## Task to complete
Report every line in the listing below where the string "formatted" shows up.

## Exercise input

--------------------------------------------------

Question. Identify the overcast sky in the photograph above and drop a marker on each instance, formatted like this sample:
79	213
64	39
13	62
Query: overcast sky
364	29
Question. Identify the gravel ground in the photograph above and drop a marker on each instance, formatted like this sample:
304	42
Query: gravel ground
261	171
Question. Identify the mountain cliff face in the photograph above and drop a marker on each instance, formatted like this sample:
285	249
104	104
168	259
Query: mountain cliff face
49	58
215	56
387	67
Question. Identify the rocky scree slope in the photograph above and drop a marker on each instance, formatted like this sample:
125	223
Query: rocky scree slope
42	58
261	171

--------------------------------------------------

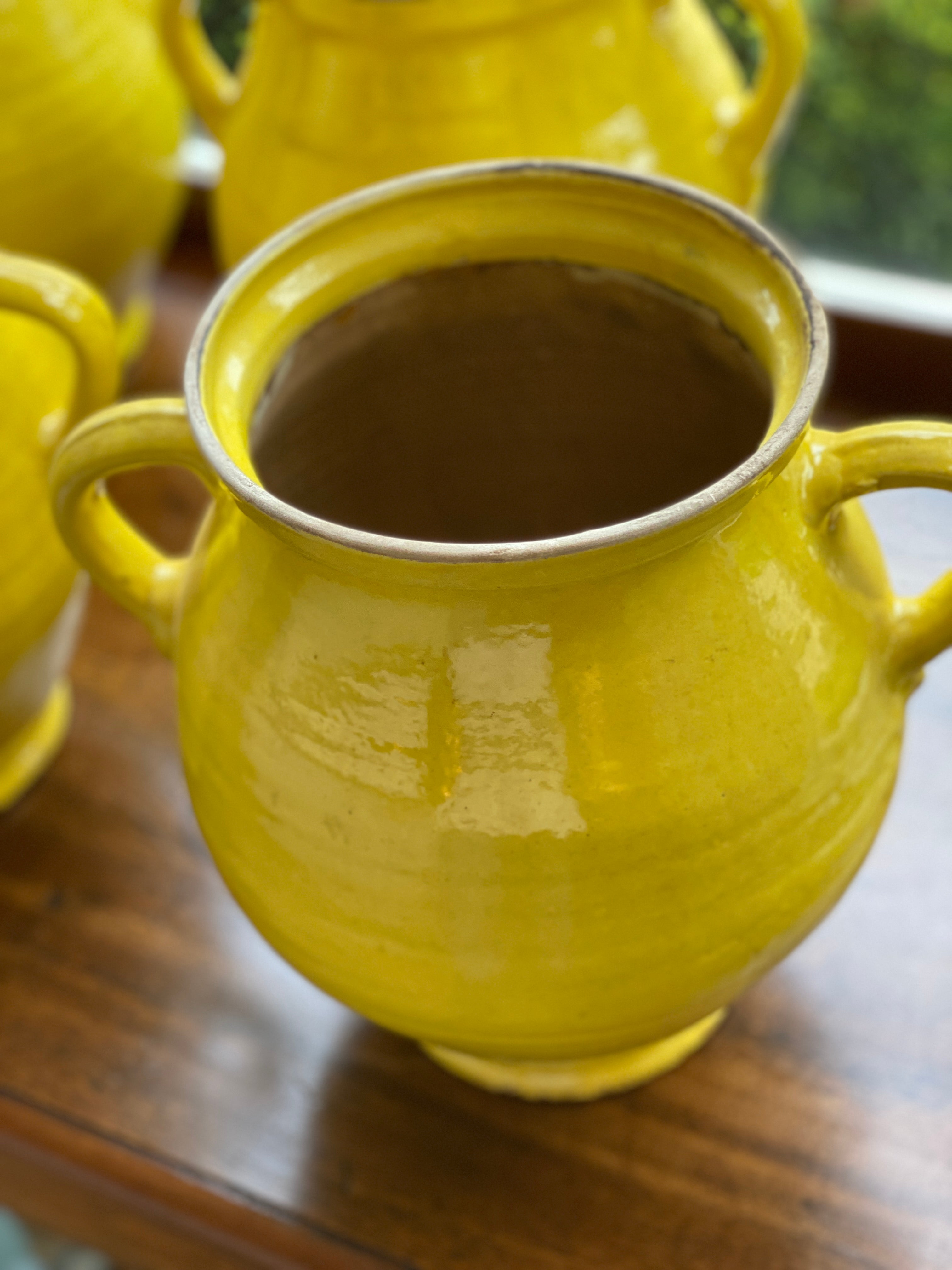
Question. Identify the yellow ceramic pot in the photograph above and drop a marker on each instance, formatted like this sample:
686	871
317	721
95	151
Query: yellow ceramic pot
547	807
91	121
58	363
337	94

--------------------------------------------------

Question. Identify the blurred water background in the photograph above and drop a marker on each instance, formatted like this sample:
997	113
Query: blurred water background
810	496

--------------------------------------------------

## Result for this exercise
Question. Identify the overcast sky in the photograph above and drop a marker on each instance, formatted like this sample:
Question. Identify the gravel ground in the photograph above and drop a marker on each instance, formatted like this sample:
Question. Identify the mountain cliff face in the photograph above and drop a marker on each instance, formatted like this sample:
Question. Identify the rocky scree slope in the photograph above and drop a marker on each instance, formatted like this sample:
Question. Identify the yellow ceramic pot in the photograph above and drop a marker on each instance, formatted like this sample:
Question. Identify the blurred water background in the photograph above and drop a marker on each instance, formatted like this sample:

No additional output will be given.